(Excerpted text Opens)

Having come to fame as the basis of the Moderna and Pfizer/BioNTech vaccines for COVID-19, messenger RNA — or mRNA — is in many ways the molecule of the moment.
Its newfound prominence is also raising its profile as a powerful tool in cancer research. Scientists are using it to learn how cancer cells sometimes disarm the immune system and have developed mRNA vaccines that spur an immune attack on tumors.
Both the COVID vaccines and the cancer studies take advantage of mRNA’s role as a courier of genetic information. Because it acts as an intermediary between the DNA in the genome and the cell’s protein-making machinery, mRNA can tell scientists which genes are active within a cell; and because it carries instructions for protein assembly, it can be harnessed to produce proteins that alert the immune system to the presence of cancer.
Treating COVID, studying cancer
The mRNA vaccines for COVID-19 hold the genetic code for the spike protein that the coronavirus uses to attach to human cells. When a vaccinated person’s cells take up the mRNA, they begin producing the spike, which, by itself, is a harmless protein. The immune system responds to the newly made spikes by generating antibodies against them. Should the person be exposed to the coronavirus, these antibodies as well as immune system T cells are ready to neutralize it and protect the individual from developing COVID.

(Excerpted text Closes)
(Supplied material Opens)

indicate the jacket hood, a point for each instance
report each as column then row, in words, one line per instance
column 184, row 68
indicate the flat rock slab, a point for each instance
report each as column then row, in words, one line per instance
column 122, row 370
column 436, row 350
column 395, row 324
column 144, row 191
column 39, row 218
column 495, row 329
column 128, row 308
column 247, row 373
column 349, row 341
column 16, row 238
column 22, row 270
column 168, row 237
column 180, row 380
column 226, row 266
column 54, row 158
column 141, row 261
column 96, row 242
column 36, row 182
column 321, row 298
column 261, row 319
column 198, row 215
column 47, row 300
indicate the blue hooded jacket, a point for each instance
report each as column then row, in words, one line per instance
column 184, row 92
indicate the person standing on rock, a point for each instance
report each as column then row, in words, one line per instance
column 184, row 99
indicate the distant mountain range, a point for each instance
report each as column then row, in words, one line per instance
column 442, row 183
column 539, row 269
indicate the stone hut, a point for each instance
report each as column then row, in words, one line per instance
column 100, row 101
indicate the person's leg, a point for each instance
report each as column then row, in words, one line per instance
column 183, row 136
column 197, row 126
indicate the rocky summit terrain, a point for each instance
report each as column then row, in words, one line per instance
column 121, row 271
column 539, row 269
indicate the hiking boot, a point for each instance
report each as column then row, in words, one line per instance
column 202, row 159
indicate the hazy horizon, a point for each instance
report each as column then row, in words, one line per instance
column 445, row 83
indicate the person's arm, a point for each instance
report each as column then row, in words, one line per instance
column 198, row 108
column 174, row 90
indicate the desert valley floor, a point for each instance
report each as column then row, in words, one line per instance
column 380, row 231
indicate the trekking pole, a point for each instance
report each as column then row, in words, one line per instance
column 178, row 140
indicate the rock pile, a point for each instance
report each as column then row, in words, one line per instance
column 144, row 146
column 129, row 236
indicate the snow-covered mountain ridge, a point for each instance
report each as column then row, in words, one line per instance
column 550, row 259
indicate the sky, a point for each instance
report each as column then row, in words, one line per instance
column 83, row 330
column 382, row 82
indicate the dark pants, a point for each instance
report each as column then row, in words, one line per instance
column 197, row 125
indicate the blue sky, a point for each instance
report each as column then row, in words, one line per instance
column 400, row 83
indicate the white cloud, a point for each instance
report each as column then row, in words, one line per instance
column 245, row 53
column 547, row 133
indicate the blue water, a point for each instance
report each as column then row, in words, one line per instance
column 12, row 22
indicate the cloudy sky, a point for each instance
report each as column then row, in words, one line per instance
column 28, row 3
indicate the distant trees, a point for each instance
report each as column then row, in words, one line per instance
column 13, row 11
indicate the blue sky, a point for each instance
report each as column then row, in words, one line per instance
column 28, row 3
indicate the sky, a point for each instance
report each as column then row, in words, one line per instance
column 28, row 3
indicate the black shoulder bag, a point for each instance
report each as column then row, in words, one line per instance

(Supplied material Closes)

Exercises to complete:
a. For each statement, say whether it agrees with the mRNA text, and quote the deciding words of that text: (i) The spike protein, by itself, is harmful. (ii) mRNA acts as an intermediary between the DNA in the genome and the cell's protein-making machinery. (iii) Scientists have developed mRNA vaccines that spur an immune attack on tumors.
b. According to the mRNA text, what do the mRNA vaccines for COVID-19 hold the genetic code for?
c. Quote the mRNA text between "Its newfound prominence" and "attack on tumors.", inclusive.
The lines are separate material and are not part of the mRNA text.

Task answers:
a.
(i) No: "which, by itself, is a harmless protein."
(ii) Yes: "it acts as an intermediary between the DNA in the genome and the cell’s protein-making machinery"
(iii) Yes: "have developed mRNA vaccines that spur an immune attack on tumors"

b. The spike protein that the coronavirus uses to attach to human cells.

c.
Its newfound prominence is also raising its profile as a powerful tool in cancer research. Scientists are using it to learn how cancer cells sometimes disarm the immune system and have developed mRNA vaccines that spur an immune attack on tumors.